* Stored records

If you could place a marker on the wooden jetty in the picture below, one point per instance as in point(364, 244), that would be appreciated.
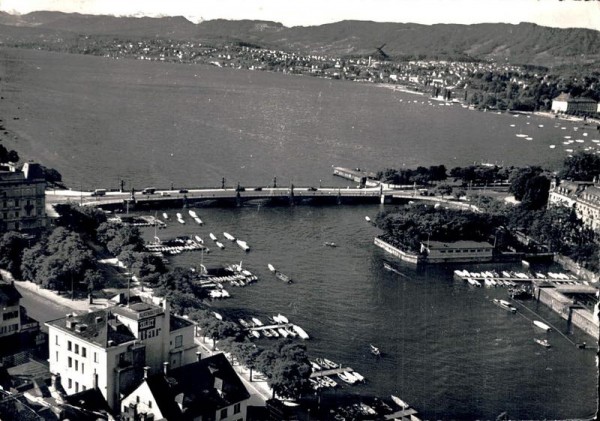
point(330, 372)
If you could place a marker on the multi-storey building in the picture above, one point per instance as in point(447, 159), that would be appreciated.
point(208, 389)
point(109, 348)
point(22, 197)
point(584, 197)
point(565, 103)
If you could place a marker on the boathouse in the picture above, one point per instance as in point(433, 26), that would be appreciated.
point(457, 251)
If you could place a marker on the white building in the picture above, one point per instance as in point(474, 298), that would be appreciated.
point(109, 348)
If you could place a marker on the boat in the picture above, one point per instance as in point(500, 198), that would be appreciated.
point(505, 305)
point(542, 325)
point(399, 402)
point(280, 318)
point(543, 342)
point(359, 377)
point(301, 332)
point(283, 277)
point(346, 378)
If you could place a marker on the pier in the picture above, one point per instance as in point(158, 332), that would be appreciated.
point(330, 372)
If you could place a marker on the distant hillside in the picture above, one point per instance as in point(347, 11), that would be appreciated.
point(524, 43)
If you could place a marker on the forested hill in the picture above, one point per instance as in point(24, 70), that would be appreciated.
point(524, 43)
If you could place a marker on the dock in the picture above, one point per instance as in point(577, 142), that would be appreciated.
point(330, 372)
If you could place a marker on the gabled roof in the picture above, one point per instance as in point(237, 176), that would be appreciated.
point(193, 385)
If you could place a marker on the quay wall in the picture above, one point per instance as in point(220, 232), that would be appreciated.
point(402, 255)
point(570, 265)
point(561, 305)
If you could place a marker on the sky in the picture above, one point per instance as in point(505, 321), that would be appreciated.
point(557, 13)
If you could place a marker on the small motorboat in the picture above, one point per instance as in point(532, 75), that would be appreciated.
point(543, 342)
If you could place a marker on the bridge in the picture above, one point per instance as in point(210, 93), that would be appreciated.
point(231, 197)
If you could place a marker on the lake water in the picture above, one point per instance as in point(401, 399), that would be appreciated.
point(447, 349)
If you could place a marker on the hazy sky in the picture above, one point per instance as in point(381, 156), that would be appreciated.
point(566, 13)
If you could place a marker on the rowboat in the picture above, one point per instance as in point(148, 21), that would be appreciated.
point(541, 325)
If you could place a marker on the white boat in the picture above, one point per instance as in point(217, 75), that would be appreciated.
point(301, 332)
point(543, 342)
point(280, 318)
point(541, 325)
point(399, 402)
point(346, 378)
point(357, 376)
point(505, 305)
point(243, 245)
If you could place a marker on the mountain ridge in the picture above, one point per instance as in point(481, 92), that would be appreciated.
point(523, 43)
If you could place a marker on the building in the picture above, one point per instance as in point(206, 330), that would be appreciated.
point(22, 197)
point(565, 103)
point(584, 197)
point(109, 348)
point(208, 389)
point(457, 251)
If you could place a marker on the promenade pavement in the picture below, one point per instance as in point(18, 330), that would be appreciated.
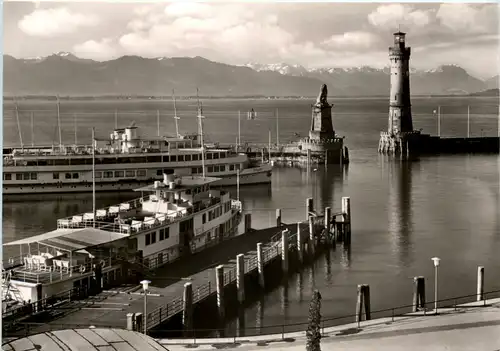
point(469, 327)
* * *
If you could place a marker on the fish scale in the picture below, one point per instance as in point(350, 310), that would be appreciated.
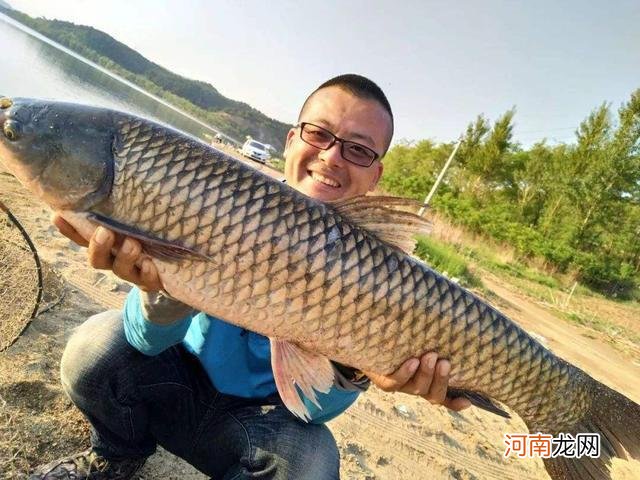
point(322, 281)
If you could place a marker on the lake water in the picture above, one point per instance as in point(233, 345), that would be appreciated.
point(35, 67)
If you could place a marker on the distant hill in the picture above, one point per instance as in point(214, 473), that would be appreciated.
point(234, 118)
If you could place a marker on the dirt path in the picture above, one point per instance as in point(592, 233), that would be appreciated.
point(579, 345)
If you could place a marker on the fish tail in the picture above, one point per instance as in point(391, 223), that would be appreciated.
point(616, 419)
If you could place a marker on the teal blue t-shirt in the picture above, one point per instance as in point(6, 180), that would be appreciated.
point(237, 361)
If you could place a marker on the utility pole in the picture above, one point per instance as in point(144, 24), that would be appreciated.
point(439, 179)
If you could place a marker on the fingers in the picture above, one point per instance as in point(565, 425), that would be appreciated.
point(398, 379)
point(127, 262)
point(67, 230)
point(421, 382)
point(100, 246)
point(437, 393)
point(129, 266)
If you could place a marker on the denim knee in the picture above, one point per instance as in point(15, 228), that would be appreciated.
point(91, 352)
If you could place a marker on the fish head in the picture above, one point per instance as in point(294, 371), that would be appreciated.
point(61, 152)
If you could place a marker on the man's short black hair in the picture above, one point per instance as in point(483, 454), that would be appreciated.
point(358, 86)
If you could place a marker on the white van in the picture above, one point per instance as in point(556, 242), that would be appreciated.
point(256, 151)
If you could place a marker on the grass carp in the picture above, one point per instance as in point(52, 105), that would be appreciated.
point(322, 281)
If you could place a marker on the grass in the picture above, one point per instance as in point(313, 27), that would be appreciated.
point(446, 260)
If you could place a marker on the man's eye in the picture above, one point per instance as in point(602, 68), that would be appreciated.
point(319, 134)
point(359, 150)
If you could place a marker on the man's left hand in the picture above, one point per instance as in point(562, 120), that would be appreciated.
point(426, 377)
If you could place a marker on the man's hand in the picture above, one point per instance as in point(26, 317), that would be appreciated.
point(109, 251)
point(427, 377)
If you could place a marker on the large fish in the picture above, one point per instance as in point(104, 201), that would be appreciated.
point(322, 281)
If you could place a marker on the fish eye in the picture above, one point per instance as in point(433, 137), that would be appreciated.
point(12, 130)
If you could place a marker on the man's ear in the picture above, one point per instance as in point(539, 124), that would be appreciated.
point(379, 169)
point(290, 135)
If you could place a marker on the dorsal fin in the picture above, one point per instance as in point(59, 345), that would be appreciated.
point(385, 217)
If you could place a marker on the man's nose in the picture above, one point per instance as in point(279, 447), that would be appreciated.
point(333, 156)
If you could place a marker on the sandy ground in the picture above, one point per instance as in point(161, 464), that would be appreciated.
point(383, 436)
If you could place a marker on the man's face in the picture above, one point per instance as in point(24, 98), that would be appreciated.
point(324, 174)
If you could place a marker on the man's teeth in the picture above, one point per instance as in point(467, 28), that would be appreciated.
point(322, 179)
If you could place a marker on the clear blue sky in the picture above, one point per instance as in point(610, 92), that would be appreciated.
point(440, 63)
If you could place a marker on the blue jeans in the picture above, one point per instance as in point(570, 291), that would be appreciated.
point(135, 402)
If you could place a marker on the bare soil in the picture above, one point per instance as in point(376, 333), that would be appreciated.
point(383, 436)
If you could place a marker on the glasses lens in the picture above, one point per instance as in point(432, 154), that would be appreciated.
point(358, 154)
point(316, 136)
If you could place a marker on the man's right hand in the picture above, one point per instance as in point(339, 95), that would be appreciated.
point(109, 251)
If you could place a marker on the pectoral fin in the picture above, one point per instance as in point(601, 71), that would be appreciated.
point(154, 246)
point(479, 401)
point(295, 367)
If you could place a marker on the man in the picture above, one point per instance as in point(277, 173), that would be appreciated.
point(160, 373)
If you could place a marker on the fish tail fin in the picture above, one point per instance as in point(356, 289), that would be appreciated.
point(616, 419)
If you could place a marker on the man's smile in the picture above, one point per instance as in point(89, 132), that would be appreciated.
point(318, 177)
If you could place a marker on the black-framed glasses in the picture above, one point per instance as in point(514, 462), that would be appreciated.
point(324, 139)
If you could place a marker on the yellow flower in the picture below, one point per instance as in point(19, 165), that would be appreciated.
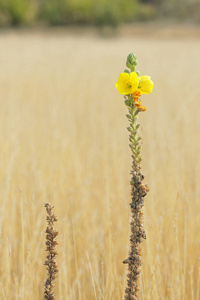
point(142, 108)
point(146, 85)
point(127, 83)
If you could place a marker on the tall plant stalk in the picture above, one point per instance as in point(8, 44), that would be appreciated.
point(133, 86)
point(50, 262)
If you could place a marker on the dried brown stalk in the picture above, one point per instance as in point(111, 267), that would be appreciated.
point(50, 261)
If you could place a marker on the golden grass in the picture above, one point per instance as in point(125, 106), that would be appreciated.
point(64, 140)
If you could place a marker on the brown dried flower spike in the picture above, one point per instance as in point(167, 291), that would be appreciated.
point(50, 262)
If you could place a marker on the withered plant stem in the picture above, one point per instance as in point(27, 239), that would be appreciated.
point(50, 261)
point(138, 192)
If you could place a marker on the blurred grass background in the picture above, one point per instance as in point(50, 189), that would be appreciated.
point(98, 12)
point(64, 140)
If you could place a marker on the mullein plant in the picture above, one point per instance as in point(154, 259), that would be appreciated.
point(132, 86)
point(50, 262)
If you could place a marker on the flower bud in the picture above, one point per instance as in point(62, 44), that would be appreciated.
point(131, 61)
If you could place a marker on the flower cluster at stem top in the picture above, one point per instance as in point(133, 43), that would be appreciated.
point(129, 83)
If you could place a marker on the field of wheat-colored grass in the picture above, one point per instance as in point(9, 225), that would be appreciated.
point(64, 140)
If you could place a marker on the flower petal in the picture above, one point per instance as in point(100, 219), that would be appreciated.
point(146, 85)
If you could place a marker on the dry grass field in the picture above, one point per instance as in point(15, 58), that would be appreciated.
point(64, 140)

* What is required
Could you reproduce the data word for word, from the line with "If you could place a marker on the glasses" to the line with "point(324, 139)", including both of those lines?

* Answer to the problem
If you could place a marker on the glasses lens in the picture above, one point per instance as in point(432, 154), that would be appreciated.
point(358, 154)
point(316, 136)
If you could place a marker on the man's right hand in the picture above, one point per instance as in point(339, 95), that would be appreciated.
point(109, 251)
If you could place a marker on the pectoral fin in the picture above, one point per instance as in point(601, 71), that would be appreciated.
point(154, 246)
point(479, 401)
point(295, 367)
If you could place a marker on the man in the picture above, one point per instance as in point(277, 173), that would be appreciated.
point(160, 373)
If you could place a marker on the fish tail fin in the picture above, one point per instance as in point(356, 289), that would be appreciated.
point(616, 419)
If you could place a marker on the man's smile in the picture above, one point per instance as in point(89, 132), that would be appreciated.
point(318, 177)
If you could place a marker on the black-framed glasses in the picture above, one point per instance as in point(514, 462), that would be appreciated.
point(324, 139)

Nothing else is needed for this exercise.